Object position labeling entries
——

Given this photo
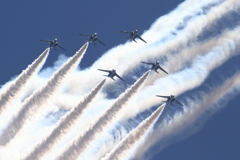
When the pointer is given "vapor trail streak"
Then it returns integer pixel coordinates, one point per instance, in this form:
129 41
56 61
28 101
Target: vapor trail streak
196 111
41 95
105 120
21 81
124 150
63 126
176 62
126 54
186 79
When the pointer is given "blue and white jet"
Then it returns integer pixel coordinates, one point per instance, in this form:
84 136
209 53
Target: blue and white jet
170 99
111 74
155 66
133 35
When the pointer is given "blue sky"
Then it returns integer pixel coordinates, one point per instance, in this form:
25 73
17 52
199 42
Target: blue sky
24 23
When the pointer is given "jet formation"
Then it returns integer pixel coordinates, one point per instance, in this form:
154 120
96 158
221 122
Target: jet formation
54 43
112 73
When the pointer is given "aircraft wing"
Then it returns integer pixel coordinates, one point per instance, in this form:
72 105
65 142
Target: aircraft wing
141 39
61 47
104 70
125 32
162 69
148 63
178 102
46 41
162 96
119 77
85 35
101 42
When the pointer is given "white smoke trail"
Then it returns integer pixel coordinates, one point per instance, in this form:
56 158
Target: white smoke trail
125 54
40 96
196 111
177 61
184 80
143 96
64 125
103 121
21 81
124 150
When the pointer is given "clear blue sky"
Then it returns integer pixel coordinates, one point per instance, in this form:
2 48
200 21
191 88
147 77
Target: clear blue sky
24 23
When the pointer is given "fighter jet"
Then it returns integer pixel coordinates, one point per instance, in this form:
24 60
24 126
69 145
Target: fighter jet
170 99
54 43
93 38
155 66
133 35
111 74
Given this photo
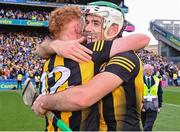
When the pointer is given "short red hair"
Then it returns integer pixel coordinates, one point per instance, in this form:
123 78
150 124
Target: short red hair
62 16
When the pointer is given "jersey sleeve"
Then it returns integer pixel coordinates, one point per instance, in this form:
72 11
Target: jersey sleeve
101 50
124 65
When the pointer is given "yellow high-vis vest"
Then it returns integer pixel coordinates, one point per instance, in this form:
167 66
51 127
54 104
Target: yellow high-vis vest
153 89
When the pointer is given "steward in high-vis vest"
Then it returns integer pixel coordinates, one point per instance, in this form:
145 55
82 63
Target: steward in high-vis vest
19 80
152 98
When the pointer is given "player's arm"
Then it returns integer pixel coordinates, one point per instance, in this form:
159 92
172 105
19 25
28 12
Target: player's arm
71 49
127 43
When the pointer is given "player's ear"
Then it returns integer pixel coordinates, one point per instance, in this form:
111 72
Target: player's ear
113 30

——

→ The problem
Repeat all the records above exactly, leaving out any pictures.

→ Written response
Given this photo
When the pointer is given "vapor trail streak"
Then it returns integer pixel coordinates, one point per instance, in this form:
129 41
56 61
28 101
Target: vapor trail streak
196 111
41 95
105 120
21 81
124 150
63 126
176 62
126 54
186 79
When the pointer is given "blue and white jet"
Then it returns integer pixel coordinates, one point per instance, in this form:
84 136
209 53
Target: blue and white jet
170 99
111 74
155 66
133 35
When the pointer is given "blue sky"
Then it returns integer pixel coordinates, one point per instance, in this form:
25 73
17 52
199 42
Target: blue sky
24 23
When the pointer is given "jet formation"
Then it returns integer pixel coordinates, one point per instance, in this form:
154 120
96 158
221 122
Target: jet formation
54 43
112 73
When the pointer is given "aircraft wing"
Then it returns integer pixel coordinates, one point per instance, in this form:
72 105
65 142
Target: aircraft wing
141 39
61 47
104 70
125 32
162 69
148 63
178 102
46 41
162 96
119 77
85 35
101 42
When the pointer is given "white smoke trail"
Then it returns integer pixel coordinates, one point per instance, in this form:
56 158
Target: white smoke trail
125 54
40 96
196 111
177 61
184 80
143 96
64 125
103 121
21 81
124 150
When the pointer is given "clear blue sky"
Then it returns integer pixel coordinates, one point per instance, in this form:
2 48
200 21
191 88
147 77
Target: clear blue sky
24 23
When the pointer is given "fighter jet"
Then it returns integer pixel coordinates, one point per instance, in this form:
24 60
24 126
69 145
Target: fighter jet
170 99
54 43
93 38
155 66
133 35
111 74
Given this photo
When the pointer is given "short red hair"
Then it returns integer pixel coordinates, one point per instance, in this form:
123 78
150 124
Target: short red hair
62 16
When the pointer is given "jersey sleeve"
Then it returns integer pixel coordinates, one point per instance, in this form:
72 11
Target: jersey sleeve
101 50
124 65
When the pointer is given "yellow high-vis vest"
Then it returns integer pixel coordinates, one point per instance, in this form:
167 66
51 127
54 104
Target: yellow high-vis vest
153 89
When the pointer is given "steward in high-vis vest"
Then it returns integer pixel coordinates, one point per instance, in this form:
145 55
82 63
Target: steward in high-vis vest
19 80
152 98
When the pointer is given "player's arm"
Then it returns integer pixel coordinates, one point per instance, in this form:
159 92
172 105
19 25
28 12
Target: player's arm
71 49
127 43
When the pointer is given "player's ear"
Then it returns integer pixel coordinates, one point per instance, in this form:
111 72
Target: player's ear
113 30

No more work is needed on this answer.